An exact copy of all the data is required, with pictures left out.
Records provided: Begin
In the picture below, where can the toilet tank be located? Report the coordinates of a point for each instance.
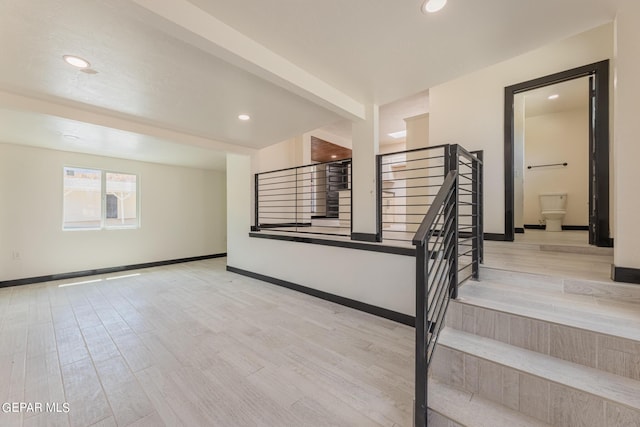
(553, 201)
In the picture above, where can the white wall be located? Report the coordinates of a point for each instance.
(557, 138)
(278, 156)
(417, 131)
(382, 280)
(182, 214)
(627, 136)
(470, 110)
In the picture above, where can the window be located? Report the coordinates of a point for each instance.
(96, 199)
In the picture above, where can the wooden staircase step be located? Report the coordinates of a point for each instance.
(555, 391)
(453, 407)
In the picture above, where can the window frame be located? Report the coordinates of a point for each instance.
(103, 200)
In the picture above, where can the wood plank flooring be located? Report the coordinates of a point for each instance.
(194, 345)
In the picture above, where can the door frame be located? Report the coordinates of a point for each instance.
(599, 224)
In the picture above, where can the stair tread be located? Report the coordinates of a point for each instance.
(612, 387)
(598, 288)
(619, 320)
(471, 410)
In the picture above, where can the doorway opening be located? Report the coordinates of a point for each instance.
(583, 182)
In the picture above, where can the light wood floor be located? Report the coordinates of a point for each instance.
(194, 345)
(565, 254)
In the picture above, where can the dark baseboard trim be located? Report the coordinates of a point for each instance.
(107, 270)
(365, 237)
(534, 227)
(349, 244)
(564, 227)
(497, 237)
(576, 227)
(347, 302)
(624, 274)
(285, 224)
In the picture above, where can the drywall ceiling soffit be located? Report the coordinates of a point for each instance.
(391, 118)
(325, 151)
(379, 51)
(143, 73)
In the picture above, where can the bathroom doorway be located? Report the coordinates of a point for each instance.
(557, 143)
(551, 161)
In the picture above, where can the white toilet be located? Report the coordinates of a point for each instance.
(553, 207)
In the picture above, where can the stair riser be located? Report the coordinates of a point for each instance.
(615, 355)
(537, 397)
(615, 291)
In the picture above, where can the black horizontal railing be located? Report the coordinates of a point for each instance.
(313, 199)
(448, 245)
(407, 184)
Records provided: End
• Reply to the exercise:
In the picture below, where can the toilet tank be located? Report the coordinates of a point for each instance.
(553, 201)
In the picture above, where can the white wall be located? Report the coordinates of a point for each instance.
(557, 138)
(278, 156)
(417, 131)
(382, 280)
(182, 214)
(627, 136)
(470, 110)
In the picture above, where can the window be located? Report the coordinates of a point for each instance.
(96, 199)
In the picture above, where can the wooden staircase step be located? Report the coordinates of a point for each instance.
(555, 391)
(453, 407)
In the picture above, where can the window frame be located? Report the coordinates of a point for each instance.
(103, 200)
In the picture above, where can the wood plank flooring be located? Report the coordinates of a point for each instance.
(194, 345)
In the picture above, where can the door frame be located? Report the coordinates of a point for each instance.
(599, 224)
In the picture above, where can the stair tread be located? Report the coordinates of a point for each instance.
(612, 387)
(598, 288)
(619, 320)
(471, 410)
In the picture above, where can the doorway opening be located? Report the coordinates of a point for each instance.
(583, 182)
In the picture above, where can the light wood floor be located? Report the coordinates of a point for each instance.
(194, 345)
(565, 254)
In the picture above, where can the dark baseboard trim be located? Report the coordinates of a point for each instance.
(107, 270)
(365, 237)
(534, 227)
(349, 244)
(564, 227)
(497, 237)
(576, 227)
(347, 302)
(624, 274)
(285, 224)
In the picture above, where can the drywall ceiling soffit be located? Report the coordinates of a point for each instance.
(391, 118)
(325, 151)
(379, 51)
(143, 73)
In the picture above, where can the bathroom doorway be located? Report the coordinates of a point for each instance.
(557, 143)
(551, 161)
In the picture above, where can the white toilet be located? Report the coordinates of a point for each instance.
(553, 207)
In the picture above, where can the stair riser be located? Report the coordinates of a point for each instance.
(615, 355)
(537, 397)
(615, 291)
In the picture above, where can the black horizontal railing be located? Report the coordinates of a point for each instance.
(313, 199)
(448, 245)
(407, 184)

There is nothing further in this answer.